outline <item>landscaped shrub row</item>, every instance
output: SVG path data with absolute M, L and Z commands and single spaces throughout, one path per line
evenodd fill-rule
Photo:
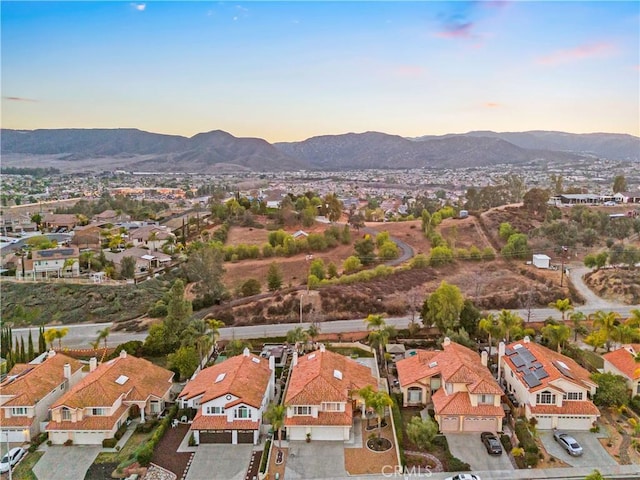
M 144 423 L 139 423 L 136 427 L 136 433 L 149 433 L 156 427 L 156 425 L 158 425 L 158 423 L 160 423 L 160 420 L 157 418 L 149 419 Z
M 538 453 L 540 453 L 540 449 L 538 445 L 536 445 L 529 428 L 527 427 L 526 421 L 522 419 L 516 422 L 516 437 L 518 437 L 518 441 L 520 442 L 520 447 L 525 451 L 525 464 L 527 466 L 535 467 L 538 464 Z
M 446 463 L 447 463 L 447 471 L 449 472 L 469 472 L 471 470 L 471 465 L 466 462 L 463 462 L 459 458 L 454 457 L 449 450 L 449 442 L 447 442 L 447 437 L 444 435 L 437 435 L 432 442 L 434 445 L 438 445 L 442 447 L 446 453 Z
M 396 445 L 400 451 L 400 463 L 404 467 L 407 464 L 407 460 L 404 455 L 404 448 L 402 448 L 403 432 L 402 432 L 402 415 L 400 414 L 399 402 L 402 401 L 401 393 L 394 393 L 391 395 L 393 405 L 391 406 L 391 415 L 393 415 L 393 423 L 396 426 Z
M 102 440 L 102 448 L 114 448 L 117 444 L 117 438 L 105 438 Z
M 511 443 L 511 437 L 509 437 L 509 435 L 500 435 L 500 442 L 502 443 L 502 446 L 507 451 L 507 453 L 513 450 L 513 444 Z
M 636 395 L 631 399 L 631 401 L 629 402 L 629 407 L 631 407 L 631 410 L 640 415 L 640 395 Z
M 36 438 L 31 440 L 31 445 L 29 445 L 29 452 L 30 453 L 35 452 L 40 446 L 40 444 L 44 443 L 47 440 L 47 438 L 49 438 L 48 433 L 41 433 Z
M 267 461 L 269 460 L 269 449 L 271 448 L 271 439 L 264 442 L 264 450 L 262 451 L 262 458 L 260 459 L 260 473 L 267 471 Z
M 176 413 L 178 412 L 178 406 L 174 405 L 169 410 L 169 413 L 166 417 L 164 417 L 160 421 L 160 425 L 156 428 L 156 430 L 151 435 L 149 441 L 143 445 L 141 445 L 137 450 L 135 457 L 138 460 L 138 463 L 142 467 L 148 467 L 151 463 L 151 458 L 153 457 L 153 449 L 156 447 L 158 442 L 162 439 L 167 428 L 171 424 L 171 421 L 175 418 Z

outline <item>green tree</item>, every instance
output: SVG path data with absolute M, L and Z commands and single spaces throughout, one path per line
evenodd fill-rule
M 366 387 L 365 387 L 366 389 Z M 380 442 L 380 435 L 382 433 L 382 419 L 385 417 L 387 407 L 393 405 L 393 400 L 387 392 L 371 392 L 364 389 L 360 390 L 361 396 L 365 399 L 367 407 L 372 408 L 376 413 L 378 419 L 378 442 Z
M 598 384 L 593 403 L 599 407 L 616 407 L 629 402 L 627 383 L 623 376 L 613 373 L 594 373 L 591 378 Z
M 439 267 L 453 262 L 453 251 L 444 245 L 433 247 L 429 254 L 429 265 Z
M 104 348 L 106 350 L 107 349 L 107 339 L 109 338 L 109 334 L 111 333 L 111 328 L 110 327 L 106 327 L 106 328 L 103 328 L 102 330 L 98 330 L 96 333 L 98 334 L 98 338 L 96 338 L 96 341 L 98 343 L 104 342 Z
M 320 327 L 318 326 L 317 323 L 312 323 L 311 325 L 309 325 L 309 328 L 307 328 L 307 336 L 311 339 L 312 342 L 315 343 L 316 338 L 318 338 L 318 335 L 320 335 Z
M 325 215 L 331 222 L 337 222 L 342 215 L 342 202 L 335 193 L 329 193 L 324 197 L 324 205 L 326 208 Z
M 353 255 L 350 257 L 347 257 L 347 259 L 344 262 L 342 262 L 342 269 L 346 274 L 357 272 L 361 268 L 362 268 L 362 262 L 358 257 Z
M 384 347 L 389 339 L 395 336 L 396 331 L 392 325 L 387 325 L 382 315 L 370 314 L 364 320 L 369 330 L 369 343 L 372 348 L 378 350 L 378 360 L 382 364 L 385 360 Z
────────────────
Work item: Reprint the entries above exactly, images removed.

Task response:
outline <item>landscaped shrub row</item>, every instance
output: SVG path data with absolute M, L and Z commands and single spaces throughout, one path per line
evenodd fill-rule
Photo:
M 144 423 L 139 423 L 136 427 L 136 433 L 149 433 L 156 427 L 156 425 L 158 425 L 158 423 L 160 423 L 160 420 L 157 418 L 149 419 Z
M 538 453 L 540 453 L 540 449 L 538 445 L 536 445 L 529 428 L 527 427 L 526 421 L 522 419 L 516 422 L 516 437 L 518 437 L 518 441 L 520 442 L 520 447 L 525 451 L 525 464 L 527 466 L 535 467 L 538 464 Z
M 446 463 L 447 463 L 447 471 L 449 472 L 469 472 L 471 470 L 471 465 L 466 462 L 463 462 L 459 458 L 454 457 L 449 450 L 449 442 L 447 442 L 447 437 L 444 435 L 437 435 L 432 442 L 434 445 L 438 445 L 442 447 L 446 453 Z
M 396 445 L 400 451 L 400 463 L 404 467 L 407 464 L 407 460 L 404 455 L 404 448 L 402 448 L 403 432 L 402 432 L 402 415 L 400 414 L 399 402 L 402 401 L 401 393 L 394 393 L 391 395 L 393 405 L 391 406 L 391 415 L 393 415 L 393 423 L 396 426 Z
M 102 440 L 102 448 L 114 448 L 117 444 L 117 438 L 105 438 Z
M 511 443 L 511 437 L 509 437 L 509 435 L 500 435 L 500 442 L 502 443 L 502 446 L 507 451 L 507 453 L 513 450 L 513 444 Z
M 636 395 L 631 399 L 631 401 L 629 402 L 629 407 L 631 407 L 631 410 L 640 415 L 640 395 Z
M 36 438 L 31 440 L 31 445 L 29 445 L 29 452 L 30 453 L 35 452 L 40 446 L 40 444 L 44 443 L 47 440 L 47 438 L 49 438 L 48 433 L 41 433 Z
M 267 461 L 269 460 L 269 449 L 271 448 L 271 439 L 264 442 L 264 450 L 262 451 L 262 458 L 260 459 L 260 473 L 267 471 Z
M 176 413 L 178 412 L 178 406 L 174 405 L 169 410 L 169 413 L 166 417 L 164 417 L 160 421 L 160 425 L 156 428 L 156 430 L 151 435 L 149 441 L 143 445 L 141 445 L 137 450 L 135 457 L 138 460 L 138 463 L 142 467 L 148 467 L 151 463 L 151 458 L 153 457 L 153 449 L 156 447 L 158 442 L 162 439 L 167 428 L 171 424 L 171 421 L 175 418 Z

outline <item>green tree</item>, every instance
output: SVG path data with absolute M, L and Z commands and single spaces throughout, one path per line
evenodd fill-rule
M 366 387 L 365 387 L 366 389 Z M 380 442 L 380 435 L 382 433 L 382 419 L 385 417 L 387 407 L 393 405 L 393 400 L 387 392 L 371 392 L 364 389 L 360 390 L 361 396 L 365 399 L 367 407 L 372 408 L 376 413 L 378 419 L 378 442 Z
M 598 384 L 593 403 L 599 407 L 616 407 L 629 402 L 627 383 L 623 376 L 613 373 L 594 373 L 591 378 Z
M 439 267 L 453 262 L 453 251 L 444 245 L 433 247 L 429 254 L 429 265 Z
M 104 348 L 106 350 L 107 349 L 107 339 L 109 338 L 109 334 L 111 333 L 111 328 L 110 327 L 106 327 L 106 328 L 103 328 L 102 330 L 98 330 L 96 333 L 98 334 L 98 338 L 96 338 L 96 341 L 98 343 L 104 342 Z
M 320 327 L 318 326 L 317 323 L 312 323 L 311 325 L 309 325 L 309 328 L 307 328 L 307 336 L 311 339 L 312 342 L 315 343 L 316 338 L 318 338 L 318 335 L 320 335 Z
M 325 215 L 331 222 L 337 222 L 342 215 L 342 202 L 335 193 L 329 193 L 324 197 L 324 205 L 326 208 Z
M 353 255 L 350 257 L 347 257 L 347 259 L 344 262 L 342 262 L 342 269 L 346 274 L 357 272 L 361 268 L 362 268 L 362 262 L 358 257 Z
M 384 347 L 389 339 L 395 336 L 396 331 L 392 325 L 387 325 L 382 315 L 370 314 L 364 320 L 369 330 L 369 343 L 372 348 L 378 350 L 378 360 L 382 364 L 385 360 Z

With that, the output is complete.